▶ _What is needed_: Write out exactly the lines from the one containing "# point at: paved walkway (one per instance)" through the last line of the records below, including both.

(Stored records)
++++++++
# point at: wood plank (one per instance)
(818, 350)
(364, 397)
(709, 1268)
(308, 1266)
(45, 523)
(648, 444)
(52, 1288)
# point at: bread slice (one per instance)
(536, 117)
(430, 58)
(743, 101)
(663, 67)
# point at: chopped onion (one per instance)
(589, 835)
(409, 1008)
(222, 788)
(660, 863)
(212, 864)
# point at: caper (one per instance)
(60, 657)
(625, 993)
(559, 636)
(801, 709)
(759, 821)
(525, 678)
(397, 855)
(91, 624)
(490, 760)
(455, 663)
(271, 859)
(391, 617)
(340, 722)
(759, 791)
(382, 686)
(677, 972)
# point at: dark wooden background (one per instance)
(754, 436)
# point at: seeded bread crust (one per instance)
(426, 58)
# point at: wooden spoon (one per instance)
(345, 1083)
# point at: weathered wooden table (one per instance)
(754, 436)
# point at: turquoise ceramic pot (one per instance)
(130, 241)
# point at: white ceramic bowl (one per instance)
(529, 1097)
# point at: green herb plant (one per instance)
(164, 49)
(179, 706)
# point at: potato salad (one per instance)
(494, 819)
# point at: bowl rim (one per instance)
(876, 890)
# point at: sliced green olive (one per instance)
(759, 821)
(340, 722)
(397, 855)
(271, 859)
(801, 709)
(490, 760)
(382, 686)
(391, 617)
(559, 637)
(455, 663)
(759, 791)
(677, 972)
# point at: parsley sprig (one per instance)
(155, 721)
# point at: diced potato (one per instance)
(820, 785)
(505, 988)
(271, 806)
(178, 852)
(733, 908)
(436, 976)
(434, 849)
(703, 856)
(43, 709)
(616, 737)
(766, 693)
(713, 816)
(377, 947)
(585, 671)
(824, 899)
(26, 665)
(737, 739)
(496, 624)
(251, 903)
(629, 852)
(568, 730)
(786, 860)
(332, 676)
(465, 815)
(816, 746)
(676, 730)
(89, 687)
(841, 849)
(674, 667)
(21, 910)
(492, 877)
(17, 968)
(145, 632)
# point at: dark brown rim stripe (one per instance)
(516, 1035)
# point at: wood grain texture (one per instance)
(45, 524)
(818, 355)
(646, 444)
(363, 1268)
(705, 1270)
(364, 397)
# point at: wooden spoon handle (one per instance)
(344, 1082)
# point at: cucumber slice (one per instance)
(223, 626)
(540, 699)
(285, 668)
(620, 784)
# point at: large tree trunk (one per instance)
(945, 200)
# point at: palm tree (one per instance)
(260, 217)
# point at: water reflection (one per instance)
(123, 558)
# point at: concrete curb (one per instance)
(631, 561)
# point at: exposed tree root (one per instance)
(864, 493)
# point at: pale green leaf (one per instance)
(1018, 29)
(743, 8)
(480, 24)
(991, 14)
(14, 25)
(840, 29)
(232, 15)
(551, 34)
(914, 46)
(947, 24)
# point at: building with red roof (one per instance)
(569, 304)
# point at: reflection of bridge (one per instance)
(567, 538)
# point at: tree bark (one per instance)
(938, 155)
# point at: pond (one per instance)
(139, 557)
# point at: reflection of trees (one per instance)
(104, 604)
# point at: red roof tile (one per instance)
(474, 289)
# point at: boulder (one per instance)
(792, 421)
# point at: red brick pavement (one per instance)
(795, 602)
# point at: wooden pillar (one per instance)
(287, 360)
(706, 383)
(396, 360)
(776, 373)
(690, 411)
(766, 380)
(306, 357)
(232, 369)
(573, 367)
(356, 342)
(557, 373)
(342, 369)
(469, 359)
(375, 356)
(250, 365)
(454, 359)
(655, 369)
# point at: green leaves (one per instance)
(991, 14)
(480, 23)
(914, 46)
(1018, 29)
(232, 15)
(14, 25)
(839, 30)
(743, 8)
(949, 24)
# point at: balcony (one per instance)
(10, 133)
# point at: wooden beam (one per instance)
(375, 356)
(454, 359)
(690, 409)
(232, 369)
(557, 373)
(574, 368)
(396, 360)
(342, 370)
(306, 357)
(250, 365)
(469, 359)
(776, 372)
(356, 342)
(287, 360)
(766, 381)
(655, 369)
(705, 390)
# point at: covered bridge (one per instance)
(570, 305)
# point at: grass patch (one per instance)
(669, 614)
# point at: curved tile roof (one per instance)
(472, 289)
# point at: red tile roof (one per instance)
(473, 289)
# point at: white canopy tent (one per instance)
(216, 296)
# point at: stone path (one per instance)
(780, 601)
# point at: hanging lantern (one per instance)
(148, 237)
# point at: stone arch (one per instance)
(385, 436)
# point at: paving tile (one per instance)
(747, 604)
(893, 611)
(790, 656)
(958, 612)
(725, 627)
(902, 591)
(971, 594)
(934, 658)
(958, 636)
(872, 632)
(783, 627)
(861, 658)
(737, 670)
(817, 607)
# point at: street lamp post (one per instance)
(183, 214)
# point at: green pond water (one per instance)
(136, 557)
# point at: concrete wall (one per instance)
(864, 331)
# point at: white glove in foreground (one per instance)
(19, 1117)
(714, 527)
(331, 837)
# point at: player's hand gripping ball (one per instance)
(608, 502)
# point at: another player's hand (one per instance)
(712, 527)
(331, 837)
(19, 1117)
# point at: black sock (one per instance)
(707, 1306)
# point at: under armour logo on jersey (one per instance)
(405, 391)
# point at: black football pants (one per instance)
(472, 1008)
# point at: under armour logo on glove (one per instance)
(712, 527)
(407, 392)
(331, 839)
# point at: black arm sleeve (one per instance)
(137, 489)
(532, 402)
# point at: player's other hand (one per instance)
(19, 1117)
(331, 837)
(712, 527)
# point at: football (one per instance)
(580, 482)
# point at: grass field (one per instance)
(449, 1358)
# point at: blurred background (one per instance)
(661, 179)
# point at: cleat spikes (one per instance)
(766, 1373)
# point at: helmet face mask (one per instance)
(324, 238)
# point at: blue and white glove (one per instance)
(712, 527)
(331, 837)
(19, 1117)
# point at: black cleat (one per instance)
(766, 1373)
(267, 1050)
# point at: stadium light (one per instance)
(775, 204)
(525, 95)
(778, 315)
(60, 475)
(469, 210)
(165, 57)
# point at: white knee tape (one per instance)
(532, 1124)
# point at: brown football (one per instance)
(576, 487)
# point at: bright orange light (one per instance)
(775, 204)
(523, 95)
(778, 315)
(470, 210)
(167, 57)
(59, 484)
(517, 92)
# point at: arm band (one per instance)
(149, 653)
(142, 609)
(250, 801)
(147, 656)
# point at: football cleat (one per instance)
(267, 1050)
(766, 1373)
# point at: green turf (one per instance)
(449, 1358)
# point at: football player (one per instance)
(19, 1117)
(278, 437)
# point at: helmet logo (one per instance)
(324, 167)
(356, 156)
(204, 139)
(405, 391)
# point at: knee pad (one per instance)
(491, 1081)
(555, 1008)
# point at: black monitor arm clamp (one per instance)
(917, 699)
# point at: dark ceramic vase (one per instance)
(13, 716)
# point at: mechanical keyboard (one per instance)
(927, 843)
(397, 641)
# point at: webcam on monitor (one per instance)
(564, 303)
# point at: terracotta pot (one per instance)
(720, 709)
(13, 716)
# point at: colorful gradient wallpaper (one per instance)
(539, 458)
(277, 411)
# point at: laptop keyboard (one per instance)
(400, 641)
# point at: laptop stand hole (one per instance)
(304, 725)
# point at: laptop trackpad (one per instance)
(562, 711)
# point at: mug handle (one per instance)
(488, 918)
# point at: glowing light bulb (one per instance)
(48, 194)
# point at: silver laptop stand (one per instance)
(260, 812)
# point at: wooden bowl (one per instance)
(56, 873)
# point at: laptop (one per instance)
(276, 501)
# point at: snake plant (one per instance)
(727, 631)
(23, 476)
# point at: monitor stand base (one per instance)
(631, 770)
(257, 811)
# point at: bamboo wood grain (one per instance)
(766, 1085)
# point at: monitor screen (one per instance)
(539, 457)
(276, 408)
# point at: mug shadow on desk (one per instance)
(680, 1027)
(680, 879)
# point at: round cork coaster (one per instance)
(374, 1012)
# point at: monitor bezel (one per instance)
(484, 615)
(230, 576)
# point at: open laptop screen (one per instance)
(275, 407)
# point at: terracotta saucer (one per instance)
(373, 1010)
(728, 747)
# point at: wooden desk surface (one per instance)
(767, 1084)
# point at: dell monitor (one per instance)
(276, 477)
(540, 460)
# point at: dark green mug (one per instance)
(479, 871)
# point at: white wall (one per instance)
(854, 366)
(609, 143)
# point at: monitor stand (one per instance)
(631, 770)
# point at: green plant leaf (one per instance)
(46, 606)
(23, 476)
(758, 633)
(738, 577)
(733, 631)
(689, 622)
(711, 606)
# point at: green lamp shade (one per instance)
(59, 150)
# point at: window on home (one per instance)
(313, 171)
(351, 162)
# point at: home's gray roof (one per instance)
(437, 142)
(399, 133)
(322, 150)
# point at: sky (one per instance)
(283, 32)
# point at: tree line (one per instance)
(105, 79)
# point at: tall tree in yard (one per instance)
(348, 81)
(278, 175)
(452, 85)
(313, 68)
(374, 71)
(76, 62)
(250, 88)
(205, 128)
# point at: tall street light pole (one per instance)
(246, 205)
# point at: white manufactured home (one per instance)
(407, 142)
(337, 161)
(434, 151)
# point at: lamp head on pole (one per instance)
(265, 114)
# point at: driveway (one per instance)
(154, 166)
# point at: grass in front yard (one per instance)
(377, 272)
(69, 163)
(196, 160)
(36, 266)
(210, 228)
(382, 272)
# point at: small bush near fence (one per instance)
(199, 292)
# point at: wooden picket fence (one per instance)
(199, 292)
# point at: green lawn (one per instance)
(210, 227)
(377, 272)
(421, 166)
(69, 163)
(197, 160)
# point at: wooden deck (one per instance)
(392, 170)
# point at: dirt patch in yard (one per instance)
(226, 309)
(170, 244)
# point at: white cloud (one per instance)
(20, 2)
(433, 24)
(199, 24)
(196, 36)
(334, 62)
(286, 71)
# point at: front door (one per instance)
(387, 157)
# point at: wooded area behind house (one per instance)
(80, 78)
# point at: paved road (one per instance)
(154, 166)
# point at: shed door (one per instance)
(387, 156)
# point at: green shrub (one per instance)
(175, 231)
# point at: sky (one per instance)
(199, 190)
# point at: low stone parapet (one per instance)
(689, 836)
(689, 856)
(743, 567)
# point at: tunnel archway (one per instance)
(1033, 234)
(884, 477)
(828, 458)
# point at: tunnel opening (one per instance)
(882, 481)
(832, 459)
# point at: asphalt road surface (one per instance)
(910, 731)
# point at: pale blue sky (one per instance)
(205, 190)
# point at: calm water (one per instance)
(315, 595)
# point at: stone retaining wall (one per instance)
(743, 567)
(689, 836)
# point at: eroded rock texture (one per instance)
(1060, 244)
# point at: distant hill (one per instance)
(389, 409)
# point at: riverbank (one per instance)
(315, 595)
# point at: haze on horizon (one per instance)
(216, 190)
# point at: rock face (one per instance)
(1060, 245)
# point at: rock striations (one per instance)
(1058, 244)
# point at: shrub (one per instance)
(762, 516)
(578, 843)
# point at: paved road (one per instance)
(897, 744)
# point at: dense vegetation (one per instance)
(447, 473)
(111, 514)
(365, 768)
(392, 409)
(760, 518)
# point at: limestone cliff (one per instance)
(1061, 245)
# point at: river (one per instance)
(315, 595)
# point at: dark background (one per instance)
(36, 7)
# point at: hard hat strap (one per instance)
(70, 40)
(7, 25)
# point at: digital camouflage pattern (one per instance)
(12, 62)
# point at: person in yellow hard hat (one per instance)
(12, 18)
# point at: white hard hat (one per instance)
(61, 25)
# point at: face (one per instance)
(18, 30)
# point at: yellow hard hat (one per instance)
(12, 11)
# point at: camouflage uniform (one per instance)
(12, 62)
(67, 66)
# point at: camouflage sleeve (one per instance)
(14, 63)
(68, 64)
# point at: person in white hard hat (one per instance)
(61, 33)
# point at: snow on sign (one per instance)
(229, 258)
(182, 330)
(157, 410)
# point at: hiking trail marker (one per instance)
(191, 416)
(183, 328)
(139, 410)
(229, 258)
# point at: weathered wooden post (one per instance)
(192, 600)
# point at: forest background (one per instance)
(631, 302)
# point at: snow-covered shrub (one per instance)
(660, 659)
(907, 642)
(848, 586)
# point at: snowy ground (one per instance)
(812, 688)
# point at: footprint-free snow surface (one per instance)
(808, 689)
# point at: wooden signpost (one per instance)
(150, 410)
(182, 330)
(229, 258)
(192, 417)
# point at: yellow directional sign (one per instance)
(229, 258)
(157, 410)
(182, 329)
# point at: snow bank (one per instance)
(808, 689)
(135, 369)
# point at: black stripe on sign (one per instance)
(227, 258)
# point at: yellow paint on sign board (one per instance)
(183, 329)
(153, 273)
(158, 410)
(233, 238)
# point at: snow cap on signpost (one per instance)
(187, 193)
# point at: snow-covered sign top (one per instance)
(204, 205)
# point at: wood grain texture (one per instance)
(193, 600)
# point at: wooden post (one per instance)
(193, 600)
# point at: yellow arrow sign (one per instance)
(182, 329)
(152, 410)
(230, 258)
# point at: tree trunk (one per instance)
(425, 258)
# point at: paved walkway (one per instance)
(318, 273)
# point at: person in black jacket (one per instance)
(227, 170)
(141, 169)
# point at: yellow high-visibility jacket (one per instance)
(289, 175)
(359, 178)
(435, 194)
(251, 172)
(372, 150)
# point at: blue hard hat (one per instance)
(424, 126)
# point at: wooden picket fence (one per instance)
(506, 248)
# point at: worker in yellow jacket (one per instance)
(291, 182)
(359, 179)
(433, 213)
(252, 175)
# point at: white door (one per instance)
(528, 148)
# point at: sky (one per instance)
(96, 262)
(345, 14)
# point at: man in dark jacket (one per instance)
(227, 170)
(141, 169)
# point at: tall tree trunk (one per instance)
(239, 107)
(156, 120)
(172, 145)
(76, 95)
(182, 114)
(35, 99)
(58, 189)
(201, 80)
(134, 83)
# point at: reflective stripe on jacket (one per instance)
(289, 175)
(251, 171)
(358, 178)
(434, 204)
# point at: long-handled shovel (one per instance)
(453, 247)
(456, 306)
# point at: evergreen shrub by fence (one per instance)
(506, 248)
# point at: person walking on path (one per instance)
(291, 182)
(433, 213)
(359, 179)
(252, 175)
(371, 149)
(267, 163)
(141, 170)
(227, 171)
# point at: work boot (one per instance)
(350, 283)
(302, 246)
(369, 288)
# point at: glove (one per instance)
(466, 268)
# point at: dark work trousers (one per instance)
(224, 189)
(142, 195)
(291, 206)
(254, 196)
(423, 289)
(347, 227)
++++++++
▶ _Solution below_:
# point at: paved walkway (one per instance)
(318, 273)
# point at: person in black jacket (one per instance)
(227, 170)
(141, 169)
# point at: yellow high-visibility jacket (one per instance)
(289, 175)
(359, 178)
(435, 194)
(251, 172)
(372, 150)
# point at: blue hard hat (one per instance)
(424, 126)
# point at: wooden picket fence (one per instance)
(506, 248)
# point at: worker in yellow jacket (one per instance)
(291, 182)
(359, 179)
(433, 213)
(252, 175)
# point at: white door (one per instance)
(528, 148)
# point at: sky (one per instance)
(96, 262)
(345, 14)
# point at: man in dark jacket (one per instance)
(227, 170)
(141, 169)
# point at: tall tree trunk (one per instance)
(239, 107)
(156, 120)
(172, 145)
(76, 95)
(182, 114)
(35, 99)
(58, 189)
(201, 80)
(134, 83)
# point at: reflective stripe on jacket (one per instance)
(289, 175)
(251, 171)
(358, 178)
(434, 204)
# point at: long-handled shovel (one per instance)
(453, 247)
(456, 306)
# point at: evergreen shrub by fence (one per instance)
(506, 248)
# point at: person walking on path (one per instance)
(291, 182)
(433, 213)
(359, 179)
(252, 175)
(371, 149)
(267, 163)
(141, 170)
(227, 171)
# point at: work boot (one per instance)
(350, 283)
(302, 246)
(369, 288)
# point at: glove (one per instance)
(466, 268)
# point at: dark work trousers (one per instance)
(224, 189)
(142, 195)
(291, 206)
(254, 196)
(423, 289)
(347, 227)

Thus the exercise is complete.